Directions — Continue the account of Airica's breathing tube from the point where it stops.

Excerpted text —
>>>>>

Thursday, May 17, 2012

Things Come in Their Own Time...Not Ours
May 17, 2009


That statement is SO true, whether we like it or not.  Whether it was part of our plan or not.  Why does it always feel like the more we want something the further away it gets? I think it has something to do with focusing on the "wanting" and not the issue, situation, or current state of the present moment.

Airica had been doing so well.  She had been healing faster than anticipated, and machines were were coming off earlier than planned.  Why would we not expect this trend to continue.  Her lungs were working on their own when they lowered the settings and it seemed as if she would be ready to breathe completely on her own very soon.

We were so exited to hear this news and couldn't wait to take the breathing tube out!  Then she would be one more huge step towards her normal self.  I would be able to hear her voice again.  Which I longed for and wanted so badly.  She would be able to flash her beautiful smile at the nurses, and make jokes with the doctors.  Something that they had been missing as well.

After lots of discussion and faith in Airica's strength they decided today would be the day.  She wasn't quite as active today but we all thought she was ready, and wanted her to be ready so much.  We all stood around her room as the doctors prepared to remove the tube.  I was scared, that scary feeling I felt when they took off the canullas, praying that everything would go smoothly.

<<<<<

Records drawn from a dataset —
>>>>>

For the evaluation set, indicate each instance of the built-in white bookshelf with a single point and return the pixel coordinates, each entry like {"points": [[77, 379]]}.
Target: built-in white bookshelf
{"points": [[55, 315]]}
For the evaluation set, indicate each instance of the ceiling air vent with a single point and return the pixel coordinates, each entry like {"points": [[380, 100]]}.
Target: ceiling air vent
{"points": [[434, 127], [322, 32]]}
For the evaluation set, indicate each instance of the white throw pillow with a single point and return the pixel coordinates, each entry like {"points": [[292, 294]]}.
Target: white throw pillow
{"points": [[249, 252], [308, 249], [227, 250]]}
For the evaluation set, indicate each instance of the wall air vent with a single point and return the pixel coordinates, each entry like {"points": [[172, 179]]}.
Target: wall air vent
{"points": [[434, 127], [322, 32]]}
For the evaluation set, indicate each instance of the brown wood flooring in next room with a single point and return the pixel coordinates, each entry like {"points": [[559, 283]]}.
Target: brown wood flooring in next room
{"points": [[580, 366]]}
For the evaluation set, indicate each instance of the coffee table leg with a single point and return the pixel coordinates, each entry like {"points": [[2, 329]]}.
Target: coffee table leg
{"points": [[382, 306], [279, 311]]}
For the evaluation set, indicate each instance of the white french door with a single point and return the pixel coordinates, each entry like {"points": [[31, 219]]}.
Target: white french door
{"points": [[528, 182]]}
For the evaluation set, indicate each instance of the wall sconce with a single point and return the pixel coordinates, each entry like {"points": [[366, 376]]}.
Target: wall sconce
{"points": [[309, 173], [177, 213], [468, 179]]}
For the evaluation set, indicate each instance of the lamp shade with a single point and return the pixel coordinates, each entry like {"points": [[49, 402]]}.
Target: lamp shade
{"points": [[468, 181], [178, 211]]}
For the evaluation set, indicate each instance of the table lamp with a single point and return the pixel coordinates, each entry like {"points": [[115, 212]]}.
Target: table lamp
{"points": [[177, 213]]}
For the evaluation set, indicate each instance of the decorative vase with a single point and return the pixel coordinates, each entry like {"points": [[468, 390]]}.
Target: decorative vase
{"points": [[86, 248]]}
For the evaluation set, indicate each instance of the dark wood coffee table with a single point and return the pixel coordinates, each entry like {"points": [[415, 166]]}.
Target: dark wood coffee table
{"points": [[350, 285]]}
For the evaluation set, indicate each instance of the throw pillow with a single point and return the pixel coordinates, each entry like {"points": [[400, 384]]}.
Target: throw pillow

<<<<<

Answer space —
The tube was out.  It didn't seem as wonderful as our other triumphs, and I didn't like that feeling.  I expected Airica to have the tube removed, clear her throat, and say, "I love you Mommy!" that wasn't what was happening.  

I know that is a little much to "want" or expect, but look how great she had been doing.  As they were making sure that she was doing okay they realized that she was very drowsy.  She was still on some sedation meds and that may have been a contributing factor.  She wasn't responding to commands like open your eyes, or cough.  She had some sores on the inside of her mouth from the tube being in one place for so long.  Upon removing the tube they began to bleed and went into her empty tummy...and of course making her nauseous.

The doctors felt that these things could be dangerous, because her lungs were so fragile, and when she threw up, liquid would fall back into her lungs.  They had to intubate her the same day they removed it.  This was a very difficult day for all of us that were involved.

I was so heartbroken that today wasn't the day.  I was so scared because the procedure didn't go as planned.  I was also grateful that she was back on the breathing machine and settled down versus the craziness of the day.  

It wasn't time.  She was still doing well, still healing, still fighting.  She was doing all she could.  I needed to do what I could, be patient, love her, and remember that things come in their own time...not mine.